2017-01-08

Python 100 times faster than Grumpy

A weird benchmark

Lately Grumpy has received some attention on reddit. YouTube Engineering showed a blog post (Grumpy) which apparently proved that grumpy scaled much better then CPython on a Fibonacci benchmark. I felt like repeating this microbenchmark with Python to check their results.

The benchmark results

First, the raw runtimes. Very obviously Python is about 100 times faster on 1, 2, 3 and 4 threads. As I only have a 2 core laptop, checking with many more threads did not make much sense. Go scales worse with the number of threads than Python.

Python vs Grumpy on the Fibonacci Benchmark

And on a logarithmic scale.

Python vs Grumpy on the Fibonacci Benchmark

On every single task, Python is between 110 times and 180 times faster then grumpy.

Python than Grumpy

And how is this achieved? I used the almost identical code for Python and grumpy. On Python, I additionally used the numba library, which adds two lines of extra code. Since this library is not available for grumpy I could not use it. It can be argued, whether it is fair to leverage numba. However, if I were to do some task like calculating Fibonacci numbers I would certainly use it, given how simple it is. Or even better, I'd most likely use the @lru_cache decorator to speed things up.

I'd be happy to see a more realistic benchmark comparing grumpy with Python when it comes to serving websites or similar things.

Raw numbers

Threads Py-numba (s) Grumpy (s) Py-threading (s) Py-multiprocessing (s)
1 0.08 9.03 3.55 3.22
2 0.09 16.06 12.61 4.51
3 0.15 23.21 20.10 7.65
4 0.16 24.63 25.80 10.20

Check the discussion in the Python subreddit.

The benchmark code

Grumpy, Py-threading

import time
import threading


def fib(n):
    if n <= 1:
        return n
    return fib(n-1) + fib(n-2)


fib(35)

for n_threads in range(1, 5):
    threads = [threading.Thread(target=fib, args=(35,)) for _ in range(n_threads)]
    start = time.time()
    for thread in threads:
        thread.start()
    for thread in threads:
        thread.join()
    end = time.time()
    print n_threads, end - start

Py-numba

import time
import threading
from numba import jit


@jit(nogil=True)

_Work instructions_
Answer these about the Grumpy benchmark post:
1. How many cores does the author's laptop have?
2. Which library was used for Python but not for Grumpy?
3. What Grumpy runtime does the raw numbers table give for 3 threads?

_Provided data_
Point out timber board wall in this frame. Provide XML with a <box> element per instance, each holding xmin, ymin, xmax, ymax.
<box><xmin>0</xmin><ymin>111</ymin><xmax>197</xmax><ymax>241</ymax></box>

_Correct answer_
1. Two.
2. numba.
3. 23.21 seconds.